### Excerpted text
— begin —

Byte order: little-endian, contiguous, no header.
nnz determination: div(filesize(nzind_path), sizeof(I)) — derived from file size, not stored separately (files_format.jl:601).

8.3 `.nzval` — non-zero values

Element type: <T> (from the JSON descriptor).
Element count: same as .nzind (nnz).
May be absent when eltype is Bool and all stored non-zero values are true. The reader synthesises fill(true, nnz) (files_format.jl:615–619). Writers omit the file when eltype == Bool and all(nzval(vector)) (files_format.jl:437–439).
Byte order: little-endian, contiguous, no header.

8.4 Sparse string vectors (`.nztxt`)

— end —

### Extracted records
— begin —

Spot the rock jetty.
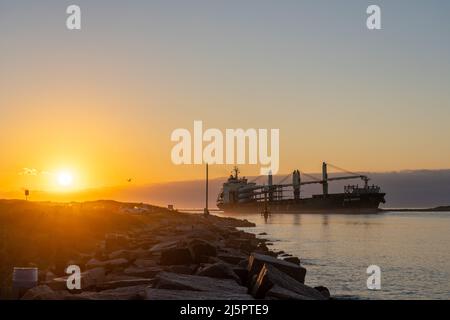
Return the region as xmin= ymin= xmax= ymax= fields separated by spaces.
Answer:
xmin=22 ymin=212 xmax=330 ymax=300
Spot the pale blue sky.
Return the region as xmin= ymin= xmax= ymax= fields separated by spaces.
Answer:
xmin=0 ymin=0 xmax=450 ymax=188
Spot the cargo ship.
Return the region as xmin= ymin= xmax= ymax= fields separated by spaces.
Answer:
xmin=217 ymin=162 xmax=385 ymax=213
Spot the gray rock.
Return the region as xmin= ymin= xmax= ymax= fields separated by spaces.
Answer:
xmin=188 ymin=239 xmax=217 ymax=263
xmin=97 ymin=278 xmax=153 ymax=291
xmin=21 ymin=285 xmax=68 ymax=300
xmin=153 ymin=272 xmax=247 ymax=294
xmin=283 ymin=257 xmax=300 ymax=266
xmin=65 ymin=285 xmax=148 ymax=300
xmin=86 ymin=258 xmax=129 ymax=270
xmin=265 ymin=285 xmax=314 ymax=300
xmin=197 ymin=262 xmax=241 ymax=284
xmin=146 ymin=288 xmax=253 ymax=300
xmin=248 ymin=253 xmax=306 ymax=283
xmin=314 ymin=286 xmax=331 ymax=299
xmin=161 ymin=248 xmax=194 ymax=265
xmin=250 ymin=264 xmax=325 ymax=300
xmin=164 ymin=264 xmax=198 ymax=274
xmin=217 ymin=253 xmax=247 ymax=266
xmin=123 ymin=266 xmax=163 ymax=279
xmin=45 ymin=268 xmax=105 ymax=290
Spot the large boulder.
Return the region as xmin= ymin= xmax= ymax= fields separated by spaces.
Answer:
xmin=145 ymin=288 xmax=253 ymax=300
xmin=164 ymin=264 xmax=198 ymax=274
xmin=45 ymin=267 xmax=105 ymax=291
xmin=86 ymin=258 xmax=129 ymax=270
xmin=97 ymin=278 xmax=153 ymax=291
xmin=21 ymin=285 xmax=68 ymax=300
xmin=149 ymin=240 xmax=180 ymax=253
xmin=123 ymin=266 xmax=163 ymax=279
xmin=160 ymin=248 xmax=194 ymax=265
xmin=188 ymin=239 xmax=217 ymax=262
xmin=250 ymin=264 xmax=325 ymax=300
xmin=217 ymin=253 xmax=247 ymax=264
xmin=247 ymin=253 xmax=306 ymax=283
xmin=65 ymin=285 xmax=148 ymax=300
xmin=105 ymin=234 xmax=130 ymax=252
xmin=283 ymin=257 xmax=300 ymax=265
xmin=197 ymin=262 xmax=241 ymax=284
xmin=265 ymin=285 xmax=315 ymax=300
xmin=153 ymin=272 xmax=247 ymax=294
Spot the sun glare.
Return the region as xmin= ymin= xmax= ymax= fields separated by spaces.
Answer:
xmin=57 ymin=171 xmax=73 ymax=187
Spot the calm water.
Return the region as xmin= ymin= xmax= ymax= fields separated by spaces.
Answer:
xmin=216 ymin=212 xmax=450 ymax=299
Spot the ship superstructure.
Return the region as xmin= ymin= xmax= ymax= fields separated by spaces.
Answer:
xmin=217 ymin=162 xmax=385 ymax=213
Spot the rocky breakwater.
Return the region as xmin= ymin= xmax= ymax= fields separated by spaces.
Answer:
xmin=22 ymin=213 xmax=330 ymax=300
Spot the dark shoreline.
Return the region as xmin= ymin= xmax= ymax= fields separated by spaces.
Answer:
xmin=0 ymin=201 xmax=330 ymax=300
xmin=380 ymin=206 xmax=450 ymax=212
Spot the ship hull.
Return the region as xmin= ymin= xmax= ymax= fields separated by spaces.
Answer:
xmin=217 ymin=193 xmax=385 ymax=214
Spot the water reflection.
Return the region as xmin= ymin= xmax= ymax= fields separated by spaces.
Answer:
xmin=216 ymin=213 xmax=450 ymax=299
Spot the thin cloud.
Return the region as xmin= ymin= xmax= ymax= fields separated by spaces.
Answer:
xmin=19 ymin=168 xmax=39 ymax=176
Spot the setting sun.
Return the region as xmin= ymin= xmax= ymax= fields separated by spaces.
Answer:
xmin=57 ymin=171 xmax=73 ymax=187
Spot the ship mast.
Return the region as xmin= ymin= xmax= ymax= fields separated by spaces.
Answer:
xmin=203 ymin=163 xmax=209 ymax=216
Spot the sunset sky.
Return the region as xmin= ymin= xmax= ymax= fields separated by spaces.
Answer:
xmin=0 ymin=0 xmax=450 ymax=198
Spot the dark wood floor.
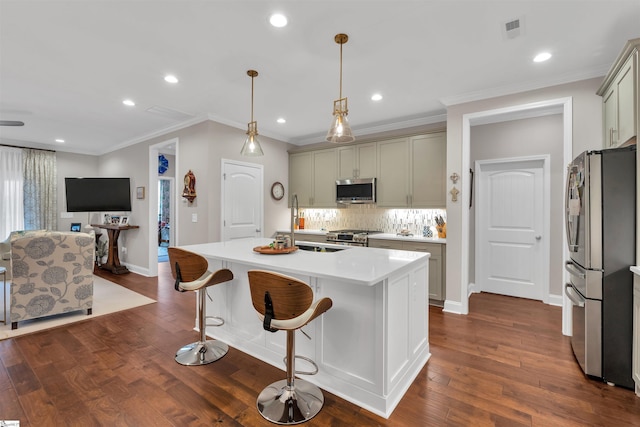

— end —

### Problems to solve
- 1) Starting at the first line of the records and ending at the line that contains "xmin=45 ymin=268 xmax=105 ymax=290", swap "cargo ship" for "container ship" and reproduce those lines with nothing else changed. Leave the pictures out of your answer.
- 2) Pick up the sparse vector file format specification after its last line and keep writing it.

### Outputs for the tasks
- 1)
Spot the rock jetty.
Return the region as xmin= ymin= xmax= ymax= fields separated by spaces.
Answer:
xmin=22 ymin=212 xmax=330 ymax=300
Spot the pale blue sky.
Return the region as xmin= ymin= xmax= ymax= fields separated by spaces.
Answer:
xmin=0 ymin=0 xmax=450 ymax=188
Spot the container ship.
Return the region as xmin= ymin= xmax= ymax= fields separated by spaces.
Answer:
xmin=217 ymin=162 xmax=385 ymax=213
Spot the gray rock.
Return the region as xmin= ymin= xmax= ymax= fields separated by spaces.
Answer:
xmin=188 ymin=239 xmax=217 ymax=263
xmin=97 ymin=278 xmax=153 ymax=291
xmin=21 ymin=285 xmax=68 ymax=300
xmin=153 ymin=272 xmax=247 ymax=294
xmin=283 ymin=257 xmax=300 ymax=266
xmin=65 ymin=285 xmax=148 ymax=300
xmin=86 ymin=258 xmax=129 ymax=270
xmin=265 ymin=285 xmax=314 ymax=300
xmin=197 ymin=262 xmax=241 ymax=284
xmin=146 ymin=288 xmax=253 ymax=300
xmin=248 ymin=253 xmax=306 ymax=283
xmin=314 ymin=286 xmax=331 ymax=299
xmin=161 ymin=248 xmax=194 ymax=265
xmin=250 ymin=264 xmax=325 ymax=300
xmin=164 ymin=264 xmax=198 ymax=274
xmin=217 ymin=253 xmax=247 ymax=266
xmin=123 ymin=266 xmax=163 ymax=279
xmin=45 ymin=268 xmax=105 ymax=290

- 2)
When eltype is String and the sparse threshold is met, .nzval is replaced by a .nztxt text file (files_format.jl:480–496):

vectors/<axis>/<name>.nztxt

Contains only the non-empty string values, one per line, \n-terminated, in the same order as the corresponding entries in .nzind. The .nzind file is still present and holds the 1-based positions of those non-empty values.

Sparse threshold for string vectors (files_format.jl:476–479): sparse format is chosen over dense only when sparse_size ≤ dense_size * 0.75, where sparse_size = nonempty_bytes + n_nonempty * (1 + sizeof(I)) and dense_size = nonempty_bytes + total_entries.

9. Sparse (CSC) matrix format

Sparse real-valued matrices use Julia’s SparseMatrixCSC layout stored across three files:

matrices/<rows_axis>/<columns_axis>/<name>.json    # descriptor
matrices/<rows_axis>/<columns_axis>/<name>.colptr  # column pointers (binary)
matrices/<rows_axis>/<columns_axis>/<name>.rowval  # row indices (binary)
matrices/<rows_axis>/<columns_axis>/<name>.nzval   # values (binary, may be absent for Bool)

9.1 Descriptor JSON

{"format":"sparse","eltype":"<T>","indtype":"<I>"}

(files_format.jl:664–669, files_format.jl:1052–1054)

9.2 `.colptr` — column pointers

Element count: ncols + 1.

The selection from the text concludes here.